**課題の要件**
肛門のかゆみの原因についての文章を、全文一字一句違えずに書き写してください。

**抜粋本文**
++++

■肛門のかゆみの原因

肛門のかゆみの最も一般的な原因は以下のものです。

  • 不明(大多数)

  • 衛生状態に関連するもの

ほとんどの場合、肛門のかゆみの原因として特定の病気は特定されず、治療しなくても時間が経過するとかゆみは消えます。

その他の肛門のかゆみの原因の多くは衛生問題によるものです。

蟯虫(ぎょうちゅう)や真菌感染症などの特定の病気( 肛門のかゆみの原因)が原因になるケースは、ごくわずかです。

具体的な原因のうち、炎症性腸疾患肛門周囲の皮膚のがんなど、まれなものだけが重篤と考えられていれます。

極端な衛生状態が、肛門のかゆみにつながる可能性があります。例えば、十分清潔にしていない場合、刺激感を生じる便や汗の残留物が肛門の皮膚に残ります。

それより多いのは衛生ウェットティッシュや強力な石けんによって、過度に力を入れて洗浄することで、皮膚の乾燥や刺激感、またはときにアレルギー反応を引き起こすことがあります。

痔核があると、排便後に完全に洗浄することが困難になる可能性があります。一部の痔核では粘液が出たり、便が漏れたりすることがあり、どちらの場合もかゆみが生じます。

++++

**元データ**
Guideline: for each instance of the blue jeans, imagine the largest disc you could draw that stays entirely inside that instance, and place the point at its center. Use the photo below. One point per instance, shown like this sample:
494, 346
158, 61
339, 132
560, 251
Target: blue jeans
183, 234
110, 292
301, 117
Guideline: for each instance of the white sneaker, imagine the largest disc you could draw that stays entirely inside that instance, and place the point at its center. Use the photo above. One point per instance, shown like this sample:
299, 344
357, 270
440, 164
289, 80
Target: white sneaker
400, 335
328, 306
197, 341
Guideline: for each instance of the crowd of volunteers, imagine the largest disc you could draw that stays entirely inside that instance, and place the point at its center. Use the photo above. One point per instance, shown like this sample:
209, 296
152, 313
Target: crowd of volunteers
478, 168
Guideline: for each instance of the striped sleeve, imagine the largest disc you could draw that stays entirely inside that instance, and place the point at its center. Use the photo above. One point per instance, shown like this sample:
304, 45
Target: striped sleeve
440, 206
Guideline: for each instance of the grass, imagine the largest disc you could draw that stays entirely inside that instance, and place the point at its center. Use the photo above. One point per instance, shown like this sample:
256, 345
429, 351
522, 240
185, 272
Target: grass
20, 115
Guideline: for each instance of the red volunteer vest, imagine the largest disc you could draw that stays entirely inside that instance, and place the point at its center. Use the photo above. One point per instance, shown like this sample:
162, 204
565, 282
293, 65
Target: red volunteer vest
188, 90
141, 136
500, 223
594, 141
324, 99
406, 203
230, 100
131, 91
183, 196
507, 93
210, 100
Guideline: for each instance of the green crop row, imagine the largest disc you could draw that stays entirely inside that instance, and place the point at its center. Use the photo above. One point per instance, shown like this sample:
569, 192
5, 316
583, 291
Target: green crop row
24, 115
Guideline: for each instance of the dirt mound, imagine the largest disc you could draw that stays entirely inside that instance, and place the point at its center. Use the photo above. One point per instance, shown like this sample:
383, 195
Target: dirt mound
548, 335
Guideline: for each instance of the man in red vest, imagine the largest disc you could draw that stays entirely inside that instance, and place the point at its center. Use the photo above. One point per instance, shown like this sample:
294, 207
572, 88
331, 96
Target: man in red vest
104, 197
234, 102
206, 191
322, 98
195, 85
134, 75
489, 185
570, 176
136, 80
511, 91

++++

**解答の出力**
■肛門のかゆみの原因

肛門のかゆみの最も一般的な原因は以下のものです。

  • 不明(大多数)

  • 衛生状態に関連するもの

ほとんどの場合、肛門のかゆみの原因として特定の病気は特定されず、治療しなくても時間が経過するとかゆみは消えます。

その他の肛門のかゆみの原因の多くは衛生問題によるものです。

蟯虫(ぎょうちゅう)や真菌感染症などの特定の病気( 肛門のかゆみの原因)が原因になるケースは、ごくわずかです。

具体的な原因のうち、炎症性腸疾患肛門周囲の皮膚のがんなど、まれなものだけが重篤と考えられていれます。

極端な衛生状態が、肛門のかゆみにつながる可能性があります。例えば、十分清潔にしていない場合、刺激感を生じる便や汗の残留物が肛門の皮膚に残ります。

それより多いのは衛生ウェットティッシュや強力な石けんによって、過度に力を入れて洗浄することで、皮膚の乾燥や刺激感、またはときにアレルギー反応を引き起こすことがあります。

痔核があると、排便後に完全に洗浄することが困難になる可能性があります。一部の痔核では粘液が出たり、便が漏れたりすることがあり、どちらの場合もかゆみが生じます。